* begin *
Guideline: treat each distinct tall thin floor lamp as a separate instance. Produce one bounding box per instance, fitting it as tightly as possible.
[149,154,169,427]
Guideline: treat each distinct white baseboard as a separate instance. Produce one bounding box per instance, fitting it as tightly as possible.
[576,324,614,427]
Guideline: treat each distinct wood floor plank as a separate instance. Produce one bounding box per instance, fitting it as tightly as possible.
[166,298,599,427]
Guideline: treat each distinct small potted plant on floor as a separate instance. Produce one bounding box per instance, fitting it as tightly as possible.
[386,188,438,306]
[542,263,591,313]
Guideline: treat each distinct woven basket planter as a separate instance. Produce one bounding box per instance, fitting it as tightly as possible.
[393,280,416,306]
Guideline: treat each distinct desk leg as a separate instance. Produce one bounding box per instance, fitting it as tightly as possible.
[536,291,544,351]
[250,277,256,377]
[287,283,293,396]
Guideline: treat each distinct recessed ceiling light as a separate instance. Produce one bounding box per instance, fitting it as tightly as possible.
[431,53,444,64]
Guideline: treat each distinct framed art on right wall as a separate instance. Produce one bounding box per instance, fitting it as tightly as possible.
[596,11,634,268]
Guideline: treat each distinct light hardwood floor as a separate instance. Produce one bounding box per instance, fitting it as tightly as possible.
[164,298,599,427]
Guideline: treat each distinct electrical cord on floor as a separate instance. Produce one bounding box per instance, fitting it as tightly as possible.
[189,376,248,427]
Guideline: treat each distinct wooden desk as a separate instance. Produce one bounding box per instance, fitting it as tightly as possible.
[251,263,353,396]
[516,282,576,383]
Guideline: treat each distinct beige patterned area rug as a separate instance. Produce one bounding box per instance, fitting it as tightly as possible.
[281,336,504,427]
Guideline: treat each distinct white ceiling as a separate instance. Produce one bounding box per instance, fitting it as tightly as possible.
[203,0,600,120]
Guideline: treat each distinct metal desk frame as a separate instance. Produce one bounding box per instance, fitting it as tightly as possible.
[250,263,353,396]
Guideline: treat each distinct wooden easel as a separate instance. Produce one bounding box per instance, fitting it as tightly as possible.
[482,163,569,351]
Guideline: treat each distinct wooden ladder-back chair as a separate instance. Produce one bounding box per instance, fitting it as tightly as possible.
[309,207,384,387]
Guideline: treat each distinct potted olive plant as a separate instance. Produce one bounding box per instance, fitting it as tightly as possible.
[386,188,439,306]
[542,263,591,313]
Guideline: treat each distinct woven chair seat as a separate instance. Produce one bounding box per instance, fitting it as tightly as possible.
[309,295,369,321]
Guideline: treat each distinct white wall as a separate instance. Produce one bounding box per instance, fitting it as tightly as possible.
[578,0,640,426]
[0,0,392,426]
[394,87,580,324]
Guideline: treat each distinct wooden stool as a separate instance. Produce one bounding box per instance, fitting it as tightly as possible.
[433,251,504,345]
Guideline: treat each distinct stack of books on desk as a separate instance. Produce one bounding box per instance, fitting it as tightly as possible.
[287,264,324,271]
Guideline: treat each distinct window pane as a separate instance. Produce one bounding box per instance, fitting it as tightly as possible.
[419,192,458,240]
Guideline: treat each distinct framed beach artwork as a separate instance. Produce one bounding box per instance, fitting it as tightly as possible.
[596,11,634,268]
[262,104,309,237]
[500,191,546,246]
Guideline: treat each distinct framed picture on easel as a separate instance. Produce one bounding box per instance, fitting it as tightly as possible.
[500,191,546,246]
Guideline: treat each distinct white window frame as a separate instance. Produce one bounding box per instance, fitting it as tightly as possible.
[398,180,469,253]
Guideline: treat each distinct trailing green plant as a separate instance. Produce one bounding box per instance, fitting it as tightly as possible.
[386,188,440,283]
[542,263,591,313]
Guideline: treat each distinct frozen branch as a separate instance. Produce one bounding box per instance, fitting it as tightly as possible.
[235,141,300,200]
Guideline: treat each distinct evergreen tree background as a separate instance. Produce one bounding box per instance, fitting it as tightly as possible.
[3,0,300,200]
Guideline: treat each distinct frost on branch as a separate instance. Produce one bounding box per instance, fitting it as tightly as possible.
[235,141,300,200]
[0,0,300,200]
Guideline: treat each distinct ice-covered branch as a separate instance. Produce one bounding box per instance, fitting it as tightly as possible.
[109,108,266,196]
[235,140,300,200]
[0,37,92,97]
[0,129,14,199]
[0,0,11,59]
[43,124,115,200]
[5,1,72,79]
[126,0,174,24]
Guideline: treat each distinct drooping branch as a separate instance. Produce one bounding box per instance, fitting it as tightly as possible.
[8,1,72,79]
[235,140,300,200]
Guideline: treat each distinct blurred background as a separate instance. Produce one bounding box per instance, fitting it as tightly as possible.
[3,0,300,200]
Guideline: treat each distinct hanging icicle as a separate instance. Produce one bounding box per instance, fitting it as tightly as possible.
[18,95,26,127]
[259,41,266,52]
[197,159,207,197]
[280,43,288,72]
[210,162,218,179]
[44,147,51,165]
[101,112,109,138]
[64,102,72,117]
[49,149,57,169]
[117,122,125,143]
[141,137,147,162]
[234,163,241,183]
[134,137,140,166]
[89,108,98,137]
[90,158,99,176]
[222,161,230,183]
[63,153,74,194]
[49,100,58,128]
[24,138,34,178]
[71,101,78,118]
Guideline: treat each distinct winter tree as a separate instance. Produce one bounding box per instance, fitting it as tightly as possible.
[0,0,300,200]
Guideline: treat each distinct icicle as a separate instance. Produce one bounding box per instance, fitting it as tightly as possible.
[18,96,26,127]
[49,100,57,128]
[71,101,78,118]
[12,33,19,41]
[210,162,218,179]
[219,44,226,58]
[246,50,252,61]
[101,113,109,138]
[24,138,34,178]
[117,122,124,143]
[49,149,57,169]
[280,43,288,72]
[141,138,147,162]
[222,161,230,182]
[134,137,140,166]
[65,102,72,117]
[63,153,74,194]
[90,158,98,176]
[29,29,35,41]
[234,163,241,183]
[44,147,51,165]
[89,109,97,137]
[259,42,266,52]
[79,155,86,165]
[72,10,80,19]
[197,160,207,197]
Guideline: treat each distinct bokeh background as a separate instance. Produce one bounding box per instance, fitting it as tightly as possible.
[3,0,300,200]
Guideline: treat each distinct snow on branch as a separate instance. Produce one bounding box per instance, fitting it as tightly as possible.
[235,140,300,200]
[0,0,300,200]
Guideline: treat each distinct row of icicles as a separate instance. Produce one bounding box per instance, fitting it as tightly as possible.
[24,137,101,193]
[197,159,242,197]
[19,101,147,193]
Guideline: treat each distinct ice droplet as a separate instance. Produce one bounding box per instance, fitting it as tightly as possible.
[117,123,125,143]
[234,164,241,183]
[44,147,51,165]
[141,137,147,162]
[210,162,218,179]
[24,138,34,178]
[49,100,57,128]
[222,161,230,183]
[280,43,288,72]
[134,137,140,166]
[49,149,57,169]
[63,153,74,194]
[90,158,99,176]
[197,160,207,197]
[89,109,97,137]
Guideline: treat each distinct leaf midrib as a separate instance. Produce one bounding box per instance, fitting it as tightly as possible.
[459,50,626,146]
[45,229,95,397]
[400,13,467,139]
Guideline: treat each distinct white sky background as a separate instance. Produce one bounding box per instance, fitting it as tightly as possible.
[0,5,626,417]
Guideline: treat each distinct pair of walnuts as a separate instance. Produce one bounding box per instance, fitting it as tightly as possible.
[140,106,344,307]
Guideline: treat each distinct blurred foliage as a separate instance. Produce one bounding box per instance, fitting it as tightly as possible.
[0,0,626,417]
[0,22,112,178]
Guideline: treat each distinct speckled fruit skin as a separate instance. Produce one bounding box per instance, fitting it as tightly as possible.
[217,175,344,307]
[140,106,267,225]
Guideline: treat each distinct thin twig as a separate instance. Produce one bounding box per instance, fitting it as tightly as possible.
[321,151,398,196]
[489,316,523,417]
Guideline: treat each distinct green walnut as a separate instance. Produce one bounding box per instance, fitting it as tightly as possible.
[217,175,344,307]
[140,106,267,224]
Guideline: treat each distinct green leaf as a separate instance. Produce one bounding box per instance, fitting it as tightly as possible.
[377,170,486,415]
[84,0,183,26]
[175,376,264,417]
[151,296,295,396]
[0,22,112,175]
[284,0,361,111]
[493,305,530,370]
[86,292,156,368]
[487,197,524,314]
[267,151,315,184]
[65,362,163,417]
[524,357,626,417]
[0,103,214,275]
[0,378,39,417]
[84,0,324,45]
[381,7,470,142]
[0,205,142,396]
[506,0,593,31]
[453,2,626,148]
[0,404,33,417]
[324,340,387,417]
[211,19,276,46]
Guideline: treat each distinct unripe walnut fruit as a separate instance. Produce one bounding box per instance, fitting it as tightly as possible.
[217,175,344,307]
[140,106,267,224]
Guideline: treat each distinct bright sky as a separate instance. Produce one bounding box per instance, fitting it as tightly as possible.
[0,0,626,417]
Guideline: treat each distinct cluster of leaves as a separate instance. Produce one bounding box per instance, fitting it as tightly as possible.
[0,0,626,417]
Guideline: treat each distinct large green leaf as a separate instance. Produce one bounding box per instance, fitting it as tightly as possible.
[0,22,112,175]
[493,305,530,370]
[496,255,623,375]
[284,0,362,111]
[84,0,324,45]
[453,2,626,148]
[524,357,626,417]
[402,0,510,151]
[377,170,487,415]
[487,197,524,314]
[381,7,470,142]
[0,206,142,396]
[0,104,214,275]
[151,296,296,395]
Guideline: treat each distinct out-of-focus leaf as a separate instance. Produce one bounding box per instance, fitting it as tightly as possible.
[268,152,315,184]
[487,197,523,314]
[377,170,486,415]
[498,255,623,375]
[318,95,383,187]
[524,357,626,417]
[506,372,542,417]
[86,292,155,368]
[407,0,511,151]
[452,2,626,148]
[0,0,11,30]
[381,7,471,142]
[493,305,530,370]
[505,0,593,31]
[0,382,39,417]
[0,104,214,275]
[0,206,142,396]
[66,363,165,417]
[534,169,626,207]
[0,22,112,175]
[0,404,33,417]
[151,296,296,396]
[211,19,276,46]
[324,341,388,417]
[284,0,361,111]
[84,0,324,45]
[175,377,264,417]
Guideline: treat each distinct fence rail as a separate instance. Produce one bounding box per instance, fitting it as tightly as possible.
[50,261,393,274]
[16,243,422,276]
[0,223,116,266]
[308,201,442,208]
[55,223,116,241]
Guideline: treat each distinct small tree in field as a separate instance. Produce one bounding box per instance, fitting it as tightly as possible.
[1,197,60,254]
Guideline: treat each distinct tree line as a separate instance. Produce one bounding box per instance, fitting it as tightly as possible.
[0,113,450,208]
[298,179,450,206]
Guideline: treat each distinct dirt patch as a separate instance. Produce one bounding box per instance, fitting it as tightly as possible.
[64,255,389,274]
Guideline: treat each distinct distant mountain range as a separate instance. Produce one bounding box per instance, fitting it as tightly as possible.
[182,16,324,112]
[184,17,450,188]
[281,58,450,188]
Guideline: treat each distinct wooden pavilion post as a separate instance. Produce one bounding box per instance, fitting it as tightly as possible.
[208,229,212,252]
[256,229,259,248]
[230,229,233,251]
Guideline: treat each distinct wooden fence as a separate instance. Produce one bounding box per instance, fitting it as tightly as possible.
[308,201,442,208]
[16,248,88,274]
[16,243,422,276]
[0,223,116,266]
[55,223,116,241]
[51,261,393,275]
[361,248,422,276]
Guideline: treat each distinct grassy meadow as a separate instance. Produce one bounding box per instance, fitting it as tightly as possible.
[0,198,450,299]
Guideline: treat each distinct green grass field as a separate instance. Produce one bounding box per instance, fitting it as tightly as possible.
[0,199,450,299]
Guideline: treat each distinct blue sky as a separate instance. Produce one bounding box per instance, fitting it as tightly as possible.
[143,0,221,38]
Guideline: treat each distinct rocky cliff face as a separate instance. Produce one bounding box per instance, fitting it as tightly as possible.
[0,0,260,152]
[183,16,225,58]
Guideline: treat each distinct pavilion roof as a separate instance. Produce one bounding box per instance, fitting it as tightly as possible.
* end *
* The request: Pick out every row above that contains the word "leaf" and copy each such row in full.

* Answer to the task:
Guideline: treat each distinct leaf midrib as a separate instance. Produce one bounding box per instance, fitting it as tightly as possible.
Guideline: treat each distinct green leaf as a separate instance. Produce one bounding box per instance, fitting it as tightly as possible.
Guideline: treat each distinct large green leaf as a separate instance. Produce one bounding box per instance, fitting it as tightly as possible.
Guideline: treat each distinct out-of-focus leaf as a separate instance. Produce one bounding box per instance, fitting it as tightly as possible.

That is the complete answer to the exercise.